**EXTRAIT DU DOCUMENT**

Le manteau et le noyau terrestre se côtoient à 2 900 kilomètres sous nos pieds au niveau d’une zone encore mystérieuse. Une équipe de géophysiciens vient de vérifier que la fusion partielle du manteau est possible dans cette région lorsque la température avoisine 4 200 kelvins, ce qui renforce l’hypothèse d’un océan magmatique profond. L’originalité des travaux menés par des chercheurs de l’Institut de minéralogie et de physique des milieux condensés (CNRS/UPMC/Université Paris Diderot/Institut de Physique du Globe/IRD), réside notamment dans l’utilisation de la diffraction de rayons X, sur une source de lumière de l’European Synchrotron Radiation Facility de Grenoble. Publiés dans Science le 17 septembre 2010, ces résultats auront des répercutions sur la compréhension de la dynamique, de la composition et de la formation des profondeurs de notre planète.
Au dessus du noyau externe de la Terre constitué de fer liquide, le manteau solide est composé pour l’essentiel d’oxydes de magnésium, de fer et de silicium. Leur frontière, située à 2900 kilomètres sous nos pieds, intrigue fortement les géophysiciens. Avec une pression de près de 1,4 million de fois la pression atmosphérique et une température de plus de 4000 kelvins, cette région est en effet le siège de réactions chimiques et de changements d’état de la matière encore méconnus. Tous les sismologues qui ont étudié la question ont constaté une brusque diminution de la vitesse des ondes sismiques, qui atteint parfois 30 % lorsqu’on s’approche à quelques kilomètres de cette frontière. Depuis près de 15 ans, ce constat a conduit à formuler l’hypothèse, aujourd’hui vérifiée, de la fonte partielle du manteau terrestre au niveau de cette frontière manteau-noyau.

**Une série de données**
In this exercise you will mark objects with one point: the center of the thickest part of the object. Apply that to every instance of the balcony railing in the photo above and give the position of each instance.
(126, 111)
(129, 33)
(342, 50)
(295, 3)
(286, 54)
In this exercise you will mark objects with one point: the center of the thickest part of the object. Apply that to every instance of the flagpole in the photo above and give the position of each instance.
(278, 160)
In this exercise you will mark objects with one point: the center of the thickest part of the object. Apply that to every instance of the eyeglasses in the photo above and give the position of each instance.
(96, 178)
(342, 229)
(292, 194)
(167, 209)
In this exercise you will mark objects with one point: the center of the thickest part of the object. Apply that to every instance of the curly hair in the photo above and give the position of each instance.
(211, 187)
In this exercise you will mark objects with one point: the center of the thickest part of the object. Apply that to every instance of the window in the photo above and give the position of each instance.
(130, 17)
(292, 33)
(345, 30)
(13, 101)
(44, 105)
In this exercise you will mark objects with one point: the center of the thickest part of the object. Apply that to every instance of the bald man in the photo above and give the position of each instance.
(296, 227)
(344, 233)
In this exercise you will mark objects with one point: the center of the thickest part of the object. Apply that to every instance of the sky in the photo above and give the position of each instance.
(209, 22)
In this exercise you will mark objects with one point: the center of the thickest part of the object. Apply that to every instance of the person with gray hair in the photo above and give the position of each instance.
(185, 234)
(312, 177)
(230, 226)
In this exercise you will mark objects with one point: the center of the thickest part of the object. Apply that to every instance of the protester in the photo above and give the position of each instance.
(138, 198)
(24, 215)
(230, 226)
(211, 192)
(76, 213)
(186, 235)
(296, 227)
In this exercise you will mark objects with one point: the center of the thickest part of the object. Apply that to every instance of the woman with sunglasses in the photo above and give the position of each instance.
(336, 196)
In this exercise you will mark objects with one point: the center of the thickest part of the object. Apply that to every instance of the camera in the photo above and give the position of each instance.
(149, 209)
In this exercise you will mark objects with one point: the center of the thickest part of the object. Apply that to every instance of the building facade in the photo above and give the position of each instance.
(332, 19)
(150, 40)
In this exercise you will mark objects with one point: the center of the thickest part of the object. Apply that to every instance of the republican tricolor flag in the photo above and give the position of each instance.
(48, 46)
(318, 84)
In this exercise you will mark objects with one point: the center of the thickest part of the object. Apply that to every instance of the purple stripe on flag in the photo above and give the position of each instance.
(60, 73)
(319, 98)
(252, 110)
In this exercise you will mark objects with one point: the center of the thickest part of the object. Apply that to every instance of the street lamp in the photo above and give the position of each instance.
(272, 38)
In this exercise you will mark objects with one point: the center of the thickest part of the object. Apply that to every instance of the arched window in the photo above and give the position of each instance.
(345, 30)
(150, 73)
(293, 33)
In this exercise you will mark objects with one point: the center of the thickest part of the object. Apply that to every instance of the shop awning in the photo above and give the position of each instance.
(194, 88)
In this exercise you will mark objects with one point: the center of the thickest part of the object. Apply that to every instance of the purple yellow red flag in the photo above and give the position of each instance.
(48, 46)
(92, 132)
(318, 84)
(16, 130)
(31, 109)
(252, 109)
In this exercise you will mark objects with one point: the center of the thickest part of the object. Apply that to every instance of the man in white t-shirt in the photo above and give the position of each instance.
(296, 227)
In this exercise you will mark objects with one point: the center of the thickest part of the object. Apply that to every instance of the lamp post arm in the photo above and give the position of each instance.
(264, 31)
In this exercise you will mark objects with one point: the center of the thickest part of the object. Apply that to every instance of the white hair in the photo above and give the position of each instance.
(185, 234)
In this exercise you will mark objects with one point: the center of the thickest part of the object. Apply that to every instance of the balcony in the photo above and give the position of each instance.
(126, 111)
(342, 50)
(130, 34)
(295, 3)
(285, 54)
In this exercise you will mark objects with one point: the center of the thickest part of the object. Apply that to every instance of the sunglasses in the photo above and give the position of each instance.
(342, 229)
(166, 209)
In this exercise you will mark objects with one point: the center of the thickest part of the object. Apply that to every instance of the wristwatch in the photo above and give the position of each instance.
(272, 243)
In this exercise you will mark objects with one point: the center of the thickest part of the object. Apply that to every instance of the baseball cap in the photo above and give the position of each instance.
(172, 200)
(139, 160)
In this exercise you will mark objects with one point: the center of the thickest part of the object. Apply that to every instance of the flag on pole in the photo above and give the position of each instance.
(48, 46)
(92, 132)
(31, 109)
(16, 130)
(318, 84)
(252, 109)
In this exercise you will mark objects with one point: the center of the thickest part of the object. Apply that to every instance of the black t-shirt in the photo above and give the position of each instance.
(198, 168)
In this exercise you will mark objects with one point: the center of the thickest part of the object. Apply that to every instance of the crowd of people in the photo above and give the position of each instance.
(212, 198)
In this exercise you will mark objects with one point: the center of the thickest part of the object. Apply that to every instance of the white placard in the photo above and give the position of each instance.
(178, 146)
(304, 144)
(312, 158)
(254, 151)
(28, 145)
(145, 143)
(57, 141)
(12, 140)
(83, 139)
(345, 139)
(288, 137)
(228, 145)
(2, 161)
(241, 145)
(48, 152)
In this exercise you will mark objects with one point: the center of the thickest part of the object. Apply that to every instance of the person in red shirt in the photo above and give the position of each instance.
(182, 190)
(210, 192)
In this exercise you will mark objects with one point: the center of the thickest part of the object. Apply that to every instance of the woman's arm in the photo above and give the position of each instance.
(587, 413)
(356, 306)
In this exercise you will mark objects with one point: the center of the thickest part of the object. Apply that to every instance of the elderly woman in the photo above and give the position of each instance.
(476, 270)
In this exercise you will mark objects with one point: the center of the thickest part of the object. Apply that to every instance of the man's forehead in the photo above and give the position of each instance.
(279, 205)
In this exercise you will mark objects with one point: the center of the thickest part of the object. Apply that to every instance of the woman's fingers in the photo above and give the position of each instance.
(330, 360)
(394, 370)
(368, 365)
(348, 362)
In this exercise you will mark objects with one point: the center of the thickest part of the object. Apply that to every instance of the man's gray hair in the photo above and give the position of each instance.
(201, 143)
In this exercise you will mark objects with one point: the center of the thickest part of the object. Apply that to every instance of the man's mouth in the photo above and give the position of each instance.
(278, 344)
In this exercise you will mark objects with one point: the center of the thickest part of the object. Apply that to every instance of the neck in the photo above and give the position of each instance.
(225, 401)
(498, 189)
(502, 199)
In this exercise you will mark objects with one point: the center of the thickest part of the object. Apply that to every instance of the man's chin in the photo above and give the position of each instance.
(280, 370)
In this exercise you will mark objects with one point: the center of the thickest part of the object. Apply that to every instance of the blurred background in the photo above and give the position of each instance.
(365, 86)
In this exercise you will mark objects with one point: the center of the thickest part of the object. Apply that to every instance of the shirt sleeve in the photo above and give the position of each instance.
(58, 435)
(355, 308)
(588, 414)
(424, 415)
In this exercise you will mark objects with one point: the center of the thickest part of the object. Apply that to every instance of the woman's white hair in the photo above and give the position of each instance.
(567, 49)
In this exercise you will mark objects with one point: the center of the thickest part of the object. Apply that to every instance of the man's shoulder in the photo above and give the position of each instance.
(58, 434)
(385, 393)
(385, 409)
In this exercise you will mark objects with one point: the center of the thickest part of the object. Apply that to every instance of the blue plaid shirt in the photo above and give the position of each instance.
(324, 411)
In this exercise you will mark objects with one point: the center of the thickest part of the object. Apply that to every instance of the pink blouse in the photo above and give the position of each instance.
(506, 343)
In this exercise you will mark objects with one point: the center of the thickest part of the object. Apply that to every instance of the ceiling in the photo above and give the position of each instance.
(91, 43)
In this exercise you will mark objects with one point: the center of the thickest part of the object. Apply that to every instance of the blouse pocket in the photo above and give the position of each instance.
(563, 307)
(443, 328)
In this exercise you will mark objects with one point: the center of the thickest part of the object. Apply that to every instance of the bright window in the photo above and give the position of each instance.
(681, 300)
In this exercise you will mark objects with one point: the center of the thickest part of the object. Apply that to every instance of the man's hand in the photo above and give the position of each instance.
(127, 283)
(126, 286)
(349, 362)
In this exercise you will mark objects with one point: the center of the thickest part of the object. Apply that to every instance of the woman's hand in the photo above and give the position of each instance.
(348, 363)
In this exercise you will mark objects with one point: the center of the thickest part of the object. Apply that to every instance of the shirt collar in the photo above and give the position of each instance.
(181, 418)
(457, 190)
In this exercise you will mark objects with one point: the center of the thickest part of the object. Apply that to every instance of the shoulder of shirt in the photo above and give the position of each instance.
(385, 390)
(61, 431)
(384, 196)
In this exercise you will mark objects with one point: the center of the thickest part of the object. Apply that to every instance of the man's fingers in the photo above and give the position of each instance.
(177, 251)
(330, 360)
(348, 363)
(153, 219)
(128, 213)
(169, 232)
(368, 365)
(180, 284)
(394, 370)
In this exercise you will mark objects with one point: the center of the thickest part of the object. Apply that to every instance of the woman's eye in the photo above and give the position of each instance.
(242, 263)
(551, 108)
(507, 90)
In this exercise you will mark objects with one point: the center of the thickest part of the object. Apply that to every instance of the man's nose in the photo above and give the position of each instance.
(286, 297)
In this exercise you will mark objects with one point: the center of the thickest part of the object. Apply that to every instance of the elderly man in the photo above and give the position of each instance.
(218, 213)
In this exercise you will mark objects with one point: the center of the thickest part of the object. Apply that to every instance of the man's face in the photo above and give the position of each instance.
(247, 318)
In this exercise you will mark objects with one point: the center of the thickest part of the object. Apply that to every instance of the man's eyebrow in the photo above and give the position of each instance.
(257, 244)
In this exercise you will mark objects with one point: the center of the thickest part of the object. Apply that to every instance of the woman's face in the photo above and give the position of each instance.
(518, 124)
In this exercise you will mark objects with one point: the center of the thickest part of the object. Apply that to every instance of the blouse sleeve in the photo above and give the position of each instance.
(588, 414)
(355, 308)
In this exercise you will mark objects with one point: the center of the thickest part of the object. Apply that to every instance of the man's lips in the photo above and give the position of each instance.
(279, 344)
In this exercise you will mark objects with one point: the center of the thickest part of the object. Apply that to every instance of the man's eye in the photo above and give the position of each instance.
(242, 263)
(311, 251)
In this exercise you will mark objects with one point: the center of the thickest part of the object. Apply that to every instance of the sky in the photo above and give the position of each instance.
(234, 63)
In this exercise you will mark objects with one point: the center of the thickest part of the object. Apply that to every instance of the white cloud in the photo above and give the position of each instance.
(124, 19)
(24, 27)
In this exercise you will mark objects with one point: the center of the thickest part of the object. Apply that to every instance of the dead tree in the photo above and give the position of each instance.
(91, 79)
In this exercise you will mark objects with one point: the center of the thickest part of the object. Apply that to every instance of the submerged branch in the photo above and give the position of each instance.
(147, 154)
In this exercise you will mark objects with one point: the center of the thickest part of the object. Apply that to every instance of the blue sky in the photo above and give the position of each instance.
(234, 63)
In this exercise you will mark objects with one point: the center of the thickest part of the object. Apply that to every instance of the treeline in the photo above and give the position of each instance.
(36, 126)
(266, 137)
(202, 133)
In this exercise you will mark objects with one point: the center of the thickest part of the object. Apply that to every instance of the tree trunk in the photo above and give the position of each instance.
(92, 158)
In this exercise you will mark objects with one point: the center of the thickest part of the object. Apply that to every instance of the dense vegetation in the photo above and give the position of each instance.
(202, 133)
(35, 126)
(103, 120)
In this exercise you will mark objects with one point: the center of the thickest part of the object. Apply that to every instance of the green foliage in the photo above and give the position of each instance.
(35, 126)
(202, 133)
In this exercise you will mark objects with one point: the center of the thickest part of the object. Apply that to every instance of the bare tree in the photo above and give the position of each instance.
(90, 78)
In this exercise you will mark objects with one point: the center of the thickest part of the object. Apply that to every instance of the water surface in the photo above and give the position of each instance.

**CONSIGNES**
A: Quels organismes l'article sur la frontière manteau-noyau cite-t-il entre parenthèses après le nom de l'Institut de minéralogie et de physique des milieux condensés ?
B: Recopiez le passage de l'article sur la frontière manteau-noyau allant de "Au dessus du" à "cette frontière manteau-noyau.", en remplaçant "sismologues" par "géologues".

**RÉPONSES DE L'EXERCICE**
A:
- CNRS
- UPMC
- Université Paris Diderot
- Institut de Physique du Globe
- IRD

B:
Au dessus du noyau externe de la Terre constitué de fer liquide, le manteau solide est composé pour l’essentiel d’oxydes de magnésium, de fer et de silicium. Leur frontière, située à 2900 kilomètres sous nos pieds, intrigue fortement les géophysiciens. Avec une pression de près de 1,4 million de fois la pression atmosphérique et une température de plus de 4000 kelvins, cette région est en effet le siège de réactions chimiques et de changements d’état de la matière encore méconnus. Tous les géologues qui ont étudié la question ont constaté une brusque diminution de la vitesse des ondes sismiques, qui atteint parfois 30 % lorsqu’on s’approche à quelques kilomètres de cette frontière. Depuis près de 15 ans, ce constat a conduit à formuler l’hypothèse, aujourd’hui vérifiée, de la fonte partielle du manteau terrestre au niveau de cette frontière manteau-noyau.